= Task instructions =
Find the line that contains "locate small stone -- one point per instance"; then retype it and each line after it, exactly, through the final line of the data below.

----------

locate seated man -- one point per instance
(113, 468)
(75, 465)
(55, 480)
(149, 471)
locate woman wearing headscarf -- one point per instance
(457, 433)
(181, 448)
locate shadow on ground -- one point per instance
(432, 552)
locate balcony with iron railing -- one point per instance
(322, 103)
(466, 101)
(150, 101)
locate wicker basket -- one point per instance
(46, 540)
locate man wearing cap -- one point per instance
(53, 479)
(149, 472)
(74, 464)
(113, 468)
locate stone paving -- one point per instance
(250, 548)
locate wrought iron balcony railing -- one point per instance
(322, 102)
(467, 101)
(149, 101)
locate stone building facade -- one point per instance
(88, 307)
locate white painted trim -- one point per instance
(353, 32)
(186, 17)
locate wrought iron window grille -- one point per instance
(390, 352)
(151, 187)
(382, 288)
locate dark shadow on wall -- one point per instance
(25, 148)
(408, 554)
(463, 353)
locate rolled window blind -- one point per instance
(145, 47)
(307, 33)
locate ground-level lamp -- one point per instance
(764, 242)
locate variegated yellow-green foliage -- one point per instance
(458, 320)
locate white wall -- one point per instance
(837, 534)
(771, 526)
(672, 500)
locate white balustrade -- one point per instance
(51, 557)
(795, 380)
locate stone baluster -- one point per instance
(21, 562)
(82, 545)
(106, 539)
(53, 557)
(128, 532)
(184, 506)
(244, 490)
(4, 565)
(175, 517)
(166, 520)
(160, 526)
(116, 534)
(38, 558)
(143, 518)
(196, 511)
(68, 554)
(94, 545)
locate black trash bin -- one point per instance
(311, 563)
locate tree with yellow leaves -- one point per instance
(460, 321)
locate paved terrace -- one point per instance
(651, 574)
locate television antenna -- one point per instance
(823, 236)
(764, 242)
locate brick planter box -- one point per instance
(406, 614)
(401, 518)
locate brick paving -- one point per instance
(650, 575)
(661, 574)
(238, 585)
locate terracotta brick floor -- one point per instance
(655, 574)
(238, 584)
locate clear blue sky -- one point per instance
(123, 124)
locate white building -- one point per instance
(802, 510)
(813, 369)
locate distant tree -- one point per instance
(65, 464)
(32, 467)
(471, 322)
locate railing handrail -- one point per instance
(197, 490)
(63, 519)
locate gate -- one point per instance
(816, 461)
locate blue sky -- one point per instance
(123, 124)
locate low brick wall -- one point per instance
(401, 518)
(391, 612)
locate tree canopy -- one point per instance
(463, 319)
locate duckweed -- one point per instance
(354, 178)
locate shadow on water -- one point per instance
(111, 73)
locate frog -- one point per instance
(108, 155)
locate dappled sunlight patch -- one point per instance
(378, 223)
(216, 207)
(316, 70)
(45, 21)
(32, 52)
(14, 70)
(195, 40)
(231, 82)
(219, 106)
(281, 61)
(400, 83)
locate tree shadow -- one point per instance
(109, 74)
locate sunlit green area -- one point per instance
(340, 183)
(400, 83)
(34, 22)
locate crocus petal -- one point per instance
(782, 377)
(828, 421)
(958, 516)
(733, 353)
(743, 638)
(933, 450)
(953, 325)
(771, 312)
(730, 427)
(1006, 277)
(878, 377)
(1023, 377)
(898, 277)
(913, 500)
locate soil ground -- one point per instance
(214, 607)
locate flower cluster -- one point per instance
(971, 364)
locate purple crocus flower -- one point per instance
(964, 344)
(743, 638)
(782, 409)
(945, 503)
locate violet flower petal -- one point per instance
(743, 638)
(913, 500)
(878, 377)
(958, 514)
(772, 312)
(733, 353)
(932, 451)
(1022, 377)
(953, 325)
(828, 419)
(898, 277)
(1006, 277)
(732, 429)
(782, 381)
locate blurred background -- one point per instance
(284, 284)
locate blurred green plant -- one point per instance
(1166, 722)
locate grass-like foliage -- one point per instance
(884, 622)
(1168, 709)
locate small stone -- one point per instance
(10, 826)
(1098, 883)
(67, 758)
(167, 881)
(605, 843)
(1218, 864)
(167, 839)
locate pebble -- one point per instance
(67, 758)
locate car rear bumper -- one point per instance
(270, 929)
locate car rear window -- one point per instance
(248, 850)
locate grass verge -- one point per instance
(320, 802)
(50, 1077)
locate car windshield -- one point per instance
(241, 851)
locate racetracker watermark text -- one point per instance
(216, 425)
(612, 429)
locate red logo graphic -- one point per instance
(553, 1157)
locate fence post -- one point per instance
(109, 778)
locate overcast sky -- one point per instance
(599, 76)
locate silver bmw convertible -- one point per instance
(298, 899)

----------

= Task answer =
locate small stone -- one point per instance
(10, 826)
(1098, 883)
(67, 758)
(167, 881)
(605, 843)
(1218, 864)
(167, 839)
locate pebble -- one point per instance
(67, 758)
locate car rear bumper -- one point per instance
(270, 929)
locate car rear window -- one point per instance
(248, 850)
locate grass verge -- one point per instance
(320, 802)
(50, 1077)
locate car windshield -- one point per instance
(241, 851)
locate racetracker watermark text -- one point per instance
(216, 425)
(612, 429)
locate red logo graphic -- one point per instance
(553, 1157)
locate fence post -- one point per instance
(109, 778)
locate overcast sky -- one point per instance
(599, 76)
locate silver bmw convertible -- one point per instance
(298, 899)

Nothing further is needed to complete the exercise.